ACTIVITY: An exact copy of all the data is required.

(Referring expression data)
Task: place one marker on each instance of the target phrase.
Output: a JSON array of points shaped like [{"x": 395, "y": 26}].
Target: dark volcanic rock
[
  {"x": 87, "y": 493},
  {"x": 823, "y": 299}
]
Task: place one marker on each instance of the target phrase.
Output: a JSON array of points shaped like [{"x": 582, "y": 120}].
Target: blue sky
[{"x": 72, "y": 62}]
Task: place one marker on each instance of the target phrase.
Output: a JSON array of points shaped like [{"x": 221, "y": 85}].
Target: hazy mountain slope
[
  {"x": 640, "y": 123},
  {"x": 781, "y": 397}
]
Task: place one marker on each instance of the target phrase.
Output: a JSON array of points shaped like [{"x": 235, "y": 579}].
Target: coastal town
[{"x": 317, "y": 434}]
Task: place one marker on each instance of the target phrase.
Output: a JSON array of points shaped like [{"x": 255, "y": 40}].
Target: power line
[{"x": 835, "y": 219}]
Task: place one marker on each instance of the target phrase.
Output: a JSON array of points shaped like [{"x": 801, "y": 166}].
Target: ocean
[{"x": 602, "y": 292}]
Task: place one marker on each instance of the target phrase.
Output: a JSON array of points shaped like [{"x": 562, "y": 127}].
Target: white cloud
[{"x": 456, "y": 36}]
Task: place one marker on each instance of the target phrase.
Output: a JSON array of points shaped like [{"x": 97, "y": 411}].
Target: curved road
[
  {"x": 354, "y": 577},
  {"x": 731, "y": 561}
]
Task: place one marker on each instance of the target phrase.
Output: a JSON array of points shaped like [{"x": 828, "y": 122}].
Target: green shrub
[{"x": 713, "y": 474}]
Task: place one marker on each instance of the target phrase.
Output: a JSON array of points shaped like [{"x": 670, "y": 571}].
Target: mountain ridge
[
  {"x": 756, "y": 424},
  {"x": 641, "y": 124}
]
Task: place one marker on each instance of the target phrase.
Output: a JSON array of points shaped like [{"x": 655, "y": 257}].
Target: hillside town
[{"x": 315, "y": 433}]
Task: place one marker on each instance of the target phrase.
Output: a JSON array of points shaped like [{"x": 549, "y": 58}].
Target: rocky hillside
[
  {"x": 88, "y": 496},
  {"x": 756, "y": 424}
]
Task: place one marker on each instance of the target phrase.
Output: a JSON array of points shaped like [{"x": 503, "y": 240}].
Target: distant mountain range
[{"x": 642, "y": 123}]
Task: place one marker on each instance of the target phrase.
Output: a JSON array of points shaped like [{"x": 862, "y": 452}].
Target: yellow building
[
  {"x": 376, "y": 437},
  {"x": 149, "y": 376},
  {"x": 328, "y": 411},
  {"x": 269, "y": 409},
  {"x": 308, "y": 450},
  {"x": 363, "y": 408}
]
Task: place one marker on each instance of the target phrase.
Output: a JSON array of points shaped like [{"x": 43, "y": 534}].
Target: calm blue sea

SOLUTION TO THIS TASK:
Task: place one marker on each instance of the target phrase.
Output: a JSON array of points shaped like [{"x": 395, "y": 26}].
Target: dark volcanic rock
[
  {"x": 87, "y": 493},
  {"x": 823, "y": 299}
]
Task: place one marker on each instance of the target phrase.
Output: a JSON array of points shaped like [{"x": 582, "y": 120}].
Target: blue sky
[{"x": 72, "y": 62}]
Task: place one marker on each instance of the target phrase.
Output: a JSON array of points shaped like [{"x": 221, "y": 85}].
Target: hazy mountain slope
[
  {"x": 640, "y": 123},
  {"x": 781, "y": 397}
]
Task: place one marker on each instance of the target phrase.
Output: a JSON array of points shaped like [{"x": 235, "y": 579}].
Target: coastal town
[{"x": 317, "y": 434}]
Task: place one marker on each instance of the target phrase.
Output: a JSON array of points shaped like [{"x": 255, "y": 40}].
Target: power line
[{"x": 835, "y": 219}]
Task: place one marker on each instance of the target phrase.
Output: a JSON array of points shaped like [{"x": 801, "y": 166}].
Target: ocean
[{"x": 602, "y": 292}]
Task: place one marker on each instance of the target phrase.
Output: a JSON array of points shaped like [{"x": 562, "y": 127}].
Target: white cloud
[{"x": 456, "y": 36}]
Task: place one marker on each instance of the target phrase.
Output: a JSON array of points shaped like [{"x": 97, "y": 411}].
Target: curved road
[
  {"x": 354, "y": 577},
  {"x": 731, "y": 561}
]
Task: place one marker on each instance of the target phrase.
Output: a JSON array of points shaped like [{"x": 828, "y": 122}].
Target: green shrub
[{"x": 713, "y": 474}]
Task: place one marker on each instance of the target phrase.
Output: a JSON array of points shaped like [{"x": 670, "y": 571}].
Target: mountain ridge
[
  {"x": 756, "y": 424},
  {"x": 641, "y": 124}
]
Task: place one marker on each instance of the target phrase.
Output: a JSON array of points shaped like [{"x": 655, "y": 257}].
Target: hillside town
[{"x": 315, "y": 433}]
Task: place one marker on each instance of the target phrase.
Output: a JSON array of points shaped like [{"x": 549, "y": 58}].
Target: rocky hillside
[
  {"x": 88, "y": 496},
  {"x": 756, "y": 424}
]
Task: place one marker on each instance of the target phrase.
Output: a JSON array of points shaped like [{"x": 503, "y": 240}].
Target: distant mountain range
[{"x": 642, "y": 123}]
Task: place one marker on each instance of the target phrase.
Output: a JSON array of points shaped like [{"x": 862, "y": 452}].
Target: yellow building
[
  {"x": 376, "y": 437},
  {"x": 149, "y": 376},
  {"x": 328, "y": 411},
  {"x": 269, "y": 409},
  {"x": 308, "y": 450},
  {"x": 363, "y": 408}
]
Task: place one marker on each instance of the target phrase.
Output: a JSON array of points shaped like [{"x": 43, "y": 534}].
Target: calm blue sea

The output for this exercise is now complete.